▶ **Required task 1**: Can you retype the passage of the Joshua Schachter text starting with "Joshua Schachter (;" and going on through "University in Pittsburgh.", keeping every word and punctuation mark the same?
▶ **Required task 2**: Could you carry the Joshua Schachter biography forward past its last sentence, in the same style?

Joshua Schachter (; born January 1, 1974) is an American entrepreneur and the creator of Delicious, creator of GeoURL, and co-creator of Memepool. He holds a B.S. in electrical and computer engineering at Carnegie Mellon University in Pittsburgh.

Schachter released his first version of Delicious (then called del.icio.us) in September 2003. The service coined the term social bookmarking and featured tagging, a system he developed for organizing links suggested to Memepool and publishing some of them on his personal linkblog, Muxway. On March 29, 2005, Schachter announced he would work full-time on Delicious. On December 9, 2005, Yahoo! acquired Delicious for an undisclosed sum. According to Business 2.0, the acquisition was close to $30 million, with Schachter's share being worth approximately $15 million.

▶ **Data excerpts**:
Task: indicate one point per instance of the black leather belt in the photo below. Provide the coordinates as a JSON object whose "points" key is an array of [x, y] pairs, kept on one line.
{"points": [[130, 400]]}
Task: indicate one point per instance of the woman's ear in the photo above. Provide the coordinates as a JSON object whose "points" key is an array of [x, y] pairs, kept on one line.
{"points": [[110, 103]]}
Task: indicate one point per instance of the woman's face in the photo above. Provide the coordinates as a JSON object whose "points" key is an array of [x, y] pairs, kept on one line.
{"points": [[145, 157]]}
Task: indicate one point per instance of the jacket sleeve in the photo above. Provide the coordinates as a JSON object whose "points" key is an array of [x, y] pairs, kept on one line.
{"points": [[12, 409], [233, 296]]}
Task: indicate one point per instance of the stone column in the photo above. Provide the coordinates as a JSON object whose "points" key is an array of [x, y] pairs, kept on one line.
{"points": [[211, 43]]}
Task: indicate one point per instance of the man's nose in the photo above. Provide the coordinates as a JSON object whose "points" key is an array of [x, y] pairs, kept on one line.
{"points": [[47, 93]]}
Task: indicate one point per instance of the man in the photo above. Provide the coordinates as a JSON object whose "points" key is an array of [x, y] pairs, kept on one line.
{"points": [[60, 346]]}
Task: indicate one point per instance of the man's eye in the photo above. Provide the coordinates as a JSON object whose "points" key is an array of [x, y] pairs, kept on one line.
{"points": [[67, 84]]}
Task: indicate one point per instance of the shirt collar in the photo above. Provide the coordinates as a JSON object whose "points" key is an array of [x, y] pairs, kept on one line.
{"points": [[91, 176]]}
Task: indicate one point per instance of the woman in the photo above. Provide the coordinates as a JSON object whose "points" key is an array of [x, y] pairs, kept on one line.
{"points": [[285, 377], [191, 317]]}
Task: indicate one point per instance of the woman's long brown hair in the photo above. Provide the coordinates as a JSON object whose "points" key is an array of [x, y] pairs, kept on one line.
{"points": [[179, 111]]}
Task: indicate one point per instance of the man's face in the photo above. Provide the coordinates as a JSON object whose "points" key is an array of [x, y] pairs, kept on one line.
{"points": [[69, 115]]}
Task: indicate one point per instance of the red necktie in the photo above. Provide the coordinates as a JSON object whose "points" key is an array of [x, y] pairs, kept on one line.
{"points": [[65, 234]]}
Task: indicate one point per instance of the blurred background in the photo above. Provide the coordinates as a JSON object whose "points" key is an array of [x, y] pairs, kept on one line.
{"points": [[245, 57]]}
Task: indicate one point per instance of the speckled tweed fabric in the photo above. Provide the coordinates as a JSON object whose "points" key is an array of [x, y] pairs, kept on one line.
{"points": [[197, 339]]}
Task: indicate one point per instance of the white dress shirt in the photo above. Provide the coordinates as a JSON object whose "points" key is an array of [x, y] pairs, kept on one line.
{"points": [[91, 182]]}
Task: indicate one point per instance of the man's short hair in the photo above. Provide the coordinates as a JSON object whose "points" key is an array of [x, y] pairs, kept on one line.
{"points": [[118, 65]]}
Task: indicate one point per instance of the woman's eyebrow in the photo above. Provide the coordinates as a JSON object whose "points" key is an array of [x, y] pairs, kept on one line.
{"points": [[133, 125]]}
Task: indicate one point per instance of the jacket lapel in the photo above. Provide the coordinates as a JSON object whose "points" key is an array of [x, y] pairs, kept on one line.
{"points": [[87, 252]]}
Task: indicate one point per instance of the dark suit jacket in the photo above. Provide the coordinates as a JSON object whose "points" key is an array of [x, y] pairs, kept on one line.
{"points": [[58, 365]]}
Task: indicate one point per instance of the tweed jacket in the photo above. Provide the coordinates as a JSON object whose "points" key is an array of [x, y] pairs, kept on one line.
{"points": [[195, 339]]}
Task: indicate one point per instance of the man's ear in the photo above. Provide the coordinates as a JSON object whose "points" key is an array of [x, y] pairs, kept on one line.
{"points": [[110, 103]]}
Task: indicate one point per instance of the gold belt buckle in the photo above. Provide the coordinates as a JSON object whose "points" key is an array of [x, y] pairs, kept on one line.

▶ **Reply 1**:
Joshua Schachter (; born January 1, 1974) is an American entrepreneur and the creator of Delicious, creator of GeoURL, and co-creator of Memepool. He holds a B.S. in electrical and computer engineering at Carnegie Mellon University in Pittsburgh.

▶ **Reply 2**:
Prior to working full-time on Delicious, Schachter was an analyst in Morgan Stanley's Equity Trading Lab. He created GeoURL in 2002 and ran it until 2004. In 2006, he was named to the MIT Technology Review TR35 as one of the top 35 innovators in the world under the age of 35. In June 2008 Schachter announced his decision to leave Yahoo!. TechCrunch reported that the recent news coming out of Yahoo! about mass resignations of senior staff pressed his decision to leave. He worked for Google from January 2009 to June 2010.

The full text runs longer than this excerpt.